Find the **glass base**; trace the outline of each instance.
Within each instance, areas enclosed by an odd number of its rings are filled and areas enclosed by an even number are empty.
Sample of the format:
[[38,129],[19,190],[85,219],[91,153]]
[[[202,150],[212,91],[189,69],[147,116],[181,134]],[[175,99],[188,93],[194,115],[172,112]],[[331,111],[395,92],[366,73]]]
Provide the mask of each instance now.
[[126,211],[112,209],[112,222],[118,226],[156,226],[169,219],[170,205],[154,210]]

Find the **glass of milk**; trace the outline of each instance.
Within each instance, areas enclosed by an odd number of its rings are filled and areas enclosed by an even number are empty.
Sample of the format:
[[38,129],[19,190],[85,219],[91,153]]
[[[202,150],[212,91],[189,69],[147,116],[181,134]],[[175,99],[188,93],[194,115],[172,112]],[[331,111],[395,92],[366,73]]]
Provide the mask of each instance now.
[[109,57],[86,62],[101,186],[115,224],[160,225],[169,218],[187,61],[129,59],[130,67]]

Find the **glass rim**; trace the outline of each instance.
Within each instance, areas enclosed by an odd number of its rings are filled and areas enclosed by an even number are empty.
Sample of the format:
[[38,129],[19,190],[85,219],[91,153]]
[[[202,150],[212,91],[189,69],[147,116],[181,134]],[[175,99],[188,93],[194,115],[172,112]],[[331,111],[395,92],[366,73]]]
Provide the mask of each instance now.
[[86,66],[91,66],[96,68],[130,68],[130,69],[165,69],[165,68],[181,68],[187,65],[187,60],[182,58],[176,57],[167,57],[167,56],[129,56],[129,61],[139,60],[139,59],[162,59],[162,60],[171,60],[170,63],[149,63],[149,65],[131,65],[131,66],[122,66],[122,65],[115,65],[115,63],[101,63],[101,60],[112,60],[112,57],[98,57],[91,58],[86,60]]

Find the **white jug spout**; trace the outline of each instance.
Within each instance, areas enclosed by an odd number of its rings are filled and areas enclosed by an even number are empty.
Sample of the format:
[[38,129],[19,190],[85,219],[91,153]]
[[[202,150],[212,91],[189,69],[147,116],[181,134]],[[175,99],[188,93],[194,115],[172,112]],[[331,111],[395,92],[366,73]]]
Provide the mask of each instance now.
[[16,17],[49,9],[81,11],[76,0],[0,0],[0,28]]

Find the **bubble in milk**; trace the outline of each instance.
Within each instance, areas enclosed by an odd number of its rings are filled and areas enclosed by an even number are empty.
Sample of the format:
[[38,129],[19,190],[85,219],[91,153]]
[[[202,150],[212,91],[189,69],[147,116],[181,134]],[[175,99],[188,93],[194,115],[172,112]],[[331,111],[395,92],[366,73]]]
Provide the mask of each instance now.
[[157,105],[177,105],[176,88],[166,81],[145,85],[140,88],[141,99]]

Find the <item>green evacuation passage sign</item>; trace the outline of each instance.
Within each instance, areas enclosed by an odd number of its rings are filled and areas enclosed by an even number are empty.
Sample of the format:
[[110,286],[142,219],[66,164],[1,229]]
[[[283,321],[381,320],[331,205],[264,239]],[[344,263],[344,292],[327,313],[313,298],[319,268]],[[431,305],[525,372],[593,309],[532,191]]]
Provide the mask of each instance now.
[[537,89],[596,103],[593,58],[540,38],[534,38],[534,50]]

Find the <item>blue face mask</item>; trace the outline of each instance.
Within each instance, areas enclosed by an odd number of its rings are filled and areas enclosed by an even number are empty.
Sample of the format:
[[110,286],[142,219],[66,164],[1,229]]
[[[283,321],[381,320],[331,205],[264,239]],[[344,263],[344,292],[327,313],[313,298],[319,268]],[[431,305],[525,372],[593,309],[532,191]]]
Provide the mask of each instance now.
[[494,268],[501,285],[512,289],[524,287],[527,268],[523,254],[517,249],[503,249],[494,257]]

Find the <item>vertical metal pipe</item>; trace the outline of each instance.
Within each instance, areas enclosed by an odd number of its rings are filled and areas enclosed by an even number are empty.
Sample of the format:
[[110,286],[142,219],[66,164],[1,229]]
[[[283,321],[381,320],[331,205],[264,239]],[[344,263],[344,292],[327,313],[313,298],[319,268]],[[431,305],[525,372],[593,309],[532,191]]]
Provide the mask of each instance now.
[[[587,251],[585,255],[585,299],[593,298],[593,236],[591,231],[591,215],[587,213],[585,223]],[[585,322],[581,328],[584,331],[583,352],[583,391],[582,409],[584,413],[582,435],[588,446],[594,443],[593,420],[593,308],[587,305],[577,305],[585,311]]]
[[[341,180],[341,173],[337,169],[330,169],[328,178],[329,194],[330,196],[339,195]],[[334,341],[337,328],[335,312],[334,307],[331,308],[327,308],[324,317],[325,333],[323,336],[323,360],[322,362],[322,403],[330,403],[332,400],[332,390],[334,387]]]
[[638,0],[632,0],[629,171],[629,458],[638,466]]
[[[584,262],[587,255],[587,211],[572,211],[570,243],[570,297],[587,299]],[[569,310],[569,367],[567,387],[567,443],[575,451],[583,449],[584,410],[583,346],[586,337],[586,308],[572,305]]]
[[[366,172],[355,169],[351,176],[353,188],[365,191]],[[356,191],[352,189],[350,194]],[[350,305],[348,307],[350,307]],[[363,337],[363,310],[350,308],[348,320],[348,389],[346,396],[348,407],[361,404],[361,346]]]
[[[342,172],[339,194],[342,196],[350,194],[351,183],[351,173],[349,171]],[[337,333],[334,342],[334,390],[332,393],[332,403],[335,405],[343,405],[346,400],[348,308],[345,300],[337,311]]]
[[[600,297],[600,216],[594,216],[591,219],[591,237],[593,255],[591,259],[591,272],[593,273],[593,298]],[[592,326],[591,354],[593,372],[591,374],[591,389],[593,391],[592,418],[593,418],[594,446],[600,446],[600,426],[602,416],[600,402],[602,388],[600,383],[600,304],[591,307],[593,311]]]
☆ ☆ ☆ ☆ ☆
### Exercise prompt
Every record above must be duplicated exactly.

### Task solution
Find the **glass base**; trace the outline of each instance.
Within each instance, areas enclosed by an odd number of its rings are filled and areas enclosed by an even number are empty.
Sample of the format:
[[38,129],[19,190],[85,219],[91,153]]
[[[202,150],[212,91],[189,69],[147,116],[181,134]],[[175,99],[188,93],[194,115],[172,112]],[[331,111],[395,92],[366,73]]]
Provide the mask of each instance now.
[[126,211],[112,209],[112,222],[118,226],[156,226],[169,219],[170,205],[154,210]]

Find the **glass of milk**; trace the outline of each instance.
Within each instance, areas enclosed by an odd number of its rings are filled and areas enclosed by an even number are empty.
Sample of the format:
[[38,129],[19,190],[85,219],[91,153]]
[[[202,150],[212,91],[189,69],[147,116],[181,134]],[[175,99],[188,93],[194,115],[172,112]],[[331,111],[395,92],[366,73]]]
Provide the mask of each instance now.
[[109,57],[86,62],[101,186],[115,224],[160,225],[169,218],[187,61],[129,59],[130,67]]

Find the **glass rim**; trace the outline of each instance.
Within each instance, areas enclosed by an odd number of its rings are filled and areas enclosed by an even number are empty.
Sample of the format:
[[38,129],[19,190],[85,219],[91,153]]
[[[202,150],[212,91],[189,69],[147,116],[181,134]],[[175,99],[188,93],[194,115],[172,112]],[[331,111],[395,92],[366,73]]]
Provide the mask of each instance now.
[[86,66],[91,66],[96,68],[130,68],[130,69],[165,69],[165,68],[181,68],[187,65],[187,60],[182,58],[176,57],[167,57],[167,56],[129,56],[129,61],[139,60],[139,59],[162,59],[162,60],[171,60],[170,63],[149,63],[149,65],[131,65],[131,66],[122,66],[122,65],[115,65],[115,63],[101,63],[101,60],[112,60],[112,57],[98,57],[91,58],[86,60]]

Find the **white jug spout**; trace the outline of each instance.
Within each instance, areas enclosed by an odd number of its rings are filled and areas enclosed by an even number are empty.
Sample of the format:
[[38,129],[19,190],[85,219],[91,153]]
[[[202,150],[212,91],[189,69],[147,116],[181,134]],[[175,99],[188,93],[194,115],[172,112]],[[331,111],[395,92],[366,73]]]
Provide the mask of each instance now.
[[16,17],[49,9],[81,11],[76,0],[0,0],[0,28]]

Find the **bubble in milk**; trace the outline of each instance.
Within each instance, areas enclosed by an odd number of its rings are filled and areas enclosed by an even number are empty.
Sample of the format:
[[38,129],[19,190],[85,219],[91,153]]
[[[202,150],[212,91],[189,69],[147,116],[181,134]],[[175,99],[188,93],[194,115],[172,112]],[[331,111],[395,92],[366,73]]]
Provide the mask of each instance now.
[[157,105],[177,105],[176,88],[166,81],[145,85],[140,88],[141,99]]

Find the <item>green evacuation passage sign</item>; trace the outline of each instance.
Within each instance, areas enclosed by an odd number of its rings are filled and areas enclosed by an even number are empty.
Sample of the format:
[[110,286],[142,219],[66,164],[1,229]]
[[[283,321],[381,320],[331,205],[264,239]],[[344,263],[344,292],[327,313],[313,298],[319,268]],[[431,305],[525,372],[593,309],[532,191]]]
Provide the mask of each instance now.
[[537,89],[596,103],[593,58],[540,38],[534,38],[534,50]]

Find the <item>blue face mask</item>; trace the outline of each instance.
Within each instance, areas enclosed by an odd number of its rings are filled and areas enclosed by an even number are empty.
Sample of the format:
[[110,286],[142,219],[66,164],[1,229]]
[[[283,321],[381,320],[331,205],[264,239]],[[344,263],[344,292],[327,313],[313,298],[319,268]],[[431,305],[525,372],[593,309],[532,191]]]
Provide the mask of each instance now.
[[494,268],[501,285],[512,289],[524,287],[527,268],[523,254],[517,249],[503,249],[494,257]]

Find the <item>vertical metal pipe</item>; trace the outline of each instance.
Within each instance, areas enclosed by an odd number of its rings are filled and areas enclosed by an even number are empty.
Sample of the format:
[[110,286],[142,219],[66,164],[1,229]]
[[[283,321],[381,320],[331,205],[264,239]],[[344,263],[344,292],[327,313],[313,298],[319,268]],[[431,305],[525,372],[593,309],[532,191]]]
Provide the mask of each instance now.
[[[587,251],[585,255],[585,299],[593,298],[593,236],[591,231],[591,215],[587,213],[585,223]],[[585,322],[581,328],[584,331],[583,352],[583,391],[582,409],[584,413],[582,435],[588,446],[594,443],[593,420],[593,308],[587,305],[577,305],[585,311]]]
[[[341,180],[341,173],[337,169],[330,169],[328,178],[329,194],[330,196],[339,195]],[[334,341],[337,328],[335,312],[334,307],[331,308],[327,308],[324,317],[325,333],[323,336],[323,360],[322,362],[322,403],[330,403],[332,400],[332,390],[334,387]]]
[[638,0],[632,0],[629,171],[629,458],[638,466]]
[[[584,262],[587,255],[587,211],[572,211],[570,243],[570,297],[587,299]],[[569,310],[569,367],[567,387],[567,443],[575,451],[583,449],[584,410],[583,346],[586,337],[586,308],[572,305]]]
[[[366,172],[355,169],[351,176],[353,188],[365,191]],[[356,191],[352,189],[350,194]],[[350,305],[348,307],[350,307]],[[363,337],[363,310],[350,308],[348,320],[348,389],[346,396],[348,407],[361,404],[361,346]]]
[[[342,172],[339,194],[342,196],[350,194],[351,183],[351,173],[349,171]],[[337,333],[334,342],[334,390],[332,393],[332,403],[335,405],[343,405],[346,400],[348,308],[345,300],[337,311]]]
[[[600,297],[600,216],[594,216],[591,219],[591,237],[593,255],[591,259],[591,272],[593,273],[593,298]],[[592,326],[591,354],[593,372],[591,374],[591,389],[593,391],[592,418],[593,418],[594,446],[600,446],[600,426],[602,416],[600,402],[602,388],[600,383],[600,304],[591,307],[593,311]]]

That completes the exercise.